# Task details
The data is to be transcribed in full, with nothing missed.

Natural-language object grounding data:
= = = =
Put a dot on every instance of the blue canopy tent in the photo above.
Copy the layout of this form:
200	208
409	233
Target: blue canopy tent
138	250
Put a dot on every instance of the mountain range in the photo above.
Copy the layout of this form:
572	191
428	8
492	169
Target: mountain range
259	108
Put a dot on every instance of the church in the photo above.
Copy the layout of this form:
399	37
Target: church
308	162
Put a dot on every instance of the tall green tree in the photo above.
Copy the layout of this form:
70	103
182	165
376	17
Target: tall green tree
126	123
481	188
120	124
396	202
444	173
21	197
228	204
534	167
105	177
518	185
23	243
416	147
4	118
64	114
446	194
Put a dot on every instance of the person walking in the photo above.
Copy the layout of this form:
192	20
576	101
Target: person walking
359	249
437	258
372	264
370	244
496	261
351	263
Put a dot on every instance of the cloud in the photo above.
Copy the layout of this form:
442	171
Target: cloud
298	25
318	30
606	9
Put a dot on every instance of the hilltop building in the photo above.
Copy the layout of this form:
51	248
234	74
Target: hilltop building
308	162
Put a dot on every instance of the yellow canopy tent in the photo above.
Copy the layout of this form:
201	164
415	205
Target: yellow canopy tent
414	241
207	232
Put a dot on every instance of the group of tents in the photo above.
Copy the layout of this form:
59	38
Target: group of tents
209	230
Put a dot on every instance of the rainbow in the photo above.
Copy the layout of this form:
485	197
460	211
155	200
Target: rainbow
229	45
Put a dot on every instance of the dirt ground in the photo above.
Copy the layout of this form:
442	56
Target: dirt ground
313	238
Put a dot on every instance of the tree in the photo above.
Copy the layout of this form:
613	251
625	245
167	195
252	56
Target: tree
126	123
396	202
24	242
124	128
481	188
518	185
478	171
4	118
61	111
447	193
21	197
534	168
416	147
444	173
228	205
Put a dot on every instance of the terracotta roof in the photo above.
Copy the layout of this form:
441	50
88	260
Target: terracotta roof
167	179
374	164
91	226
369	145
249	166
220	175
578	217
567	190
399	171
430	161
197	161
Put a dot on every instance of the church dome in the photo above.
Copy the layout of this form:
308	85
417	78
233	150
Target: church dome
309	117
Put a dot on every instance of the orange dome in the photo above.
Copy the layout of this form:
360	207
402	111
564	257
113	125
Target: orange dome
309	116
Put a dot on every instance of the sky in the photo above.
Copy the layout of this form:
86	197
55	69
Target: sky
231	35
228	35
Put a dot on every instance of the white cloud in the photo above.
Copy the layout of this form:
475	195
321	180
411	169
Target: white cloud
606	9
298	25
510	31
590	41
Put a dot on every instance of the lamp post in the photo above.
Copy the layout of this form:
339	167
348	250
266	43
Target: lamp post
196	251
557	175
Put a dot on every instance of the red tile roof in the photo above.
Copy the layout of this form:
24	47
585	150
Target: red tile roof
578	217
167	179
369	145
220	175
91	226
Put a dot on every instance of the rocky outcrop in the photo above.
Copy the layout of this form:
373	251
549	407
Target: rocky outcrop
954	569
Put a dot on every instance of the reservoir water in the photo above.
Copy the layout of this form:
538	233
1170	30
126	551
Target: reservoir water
= = = =
# Answer area
Put a dot on every instance of the blue canopy tent in the photo above.
Copy the layout of this form:
200	208
409	233
Target: blue canopy tent
138	250
Put a dot on every instance of the mountain range in the photo above.
Copy the layout of this form:
572	191
428	8
492	169
Target: mountain range
259	108
Put a dot on every instance of the church in the photo above.
Copy the layout of this form:
399	37
Target: church
308	162
Put a dot on every instance of the tall green tree in the photo above.
Copy the layout of this form:
70	103
182	165
376	17
Target: tall green tree
126	123
481	188
120	124
396	202
444	173
21	197
228	204
534	167
105	177
518	185
23	243
416	147
4	118
64	114
446	194
Put a dot on every instance of the person walking in the photo above.
Copy the layout of this form:
192	20
576	101
Target: person walking
359	249
437	258
372	264
370	244
496	261
351	263
Put a dot on every instance of the cloud in the photo above.
Copy the layout of this form:
442	171
Target: cloud
298	25
318	30
606	9
Put a dot on every instance of the hilltop building in the photo above.
Copy the layout of this form:
51	248
234	74
Target: hilltop building
308	162
Put a dot on every instance of the yellow canopy tent in the photo above.
Copy the layout of this form:
201	164
415	205
Target: yellow canopy tent
414	241
207	232
Put a dot on every instance of the group of tents in the photo above.
Copy the layout of this form:
59	38
Target: group of tents
209	230
Put a dot on every instance of the rainbow in the photo above.
Copy the layout of this form:
485	197
460	211
155	200
Target: rainbow
229	45
Put a dot on every instance of the dirt ground in the photo above.
Copy the layout of this form:
442	56
Target: dirt ground
313	238
Put a dot on every instance of the tree in the photo above.
Copy the layout of this form:
613	251
625	245
167	195
252	56
Target: tree
126	123
396	202
24	242
124	128
481	188
518	185
478	171
4	118
61	111
447	193
21	197
534	168
416	147
444	173
228	205
Put a dot on every instance of the terracotta roof in the photo above.
Copy the layout of this form:
441	50
88	260
Target: terracotta roof
167	179
374	164
91	226
369	145
249	166
220	175
578	217
567	190
399	171
430	161
197	161
Put a dot on every instance of the church dome in the photo above.
Copy the layout of this form:
308	85
417	78
233	150
Target: church dome
309	117
Put a dot on every instance of the orange dome in the photo above.
Copy the layout of this form:
360	207
402	111
564	257
113	125
Target: orange dome
309	116
Put a dot on every instance of the sky in the photo above.
Copy the layout of this form:
86	197
55	69
Target: sky
231	35
228	35
Put a dot on every instance of the white cloud in the photo above.
Copy the layout of this form:
475	195
321	180
411	169
Target: white cloud
606	9
298	25
510	31
590	41
Put a dot on every instance of the lamp post in the photo above.
Copy the layout of this form:
339	167
348	250
266	43
Target: lamp post
196	251
557	175
Put a dot on every instance of the red tile roof in the photo above.
Copy the layout of this form:
24	47
585	150
Target: red tile roof
578	217
167	179
369	145
220	175
91	226
Put a dot on every instance of the rocky outcrop in the photo above.
Copy the layout of this form:
373	251
549	407
Target: rocky outcrop
954	569
Put a dot on every instance of the reservoir water in the photo above.
Copy the layout of this form:
538	233
1170	30
126	551
Target: reservoir water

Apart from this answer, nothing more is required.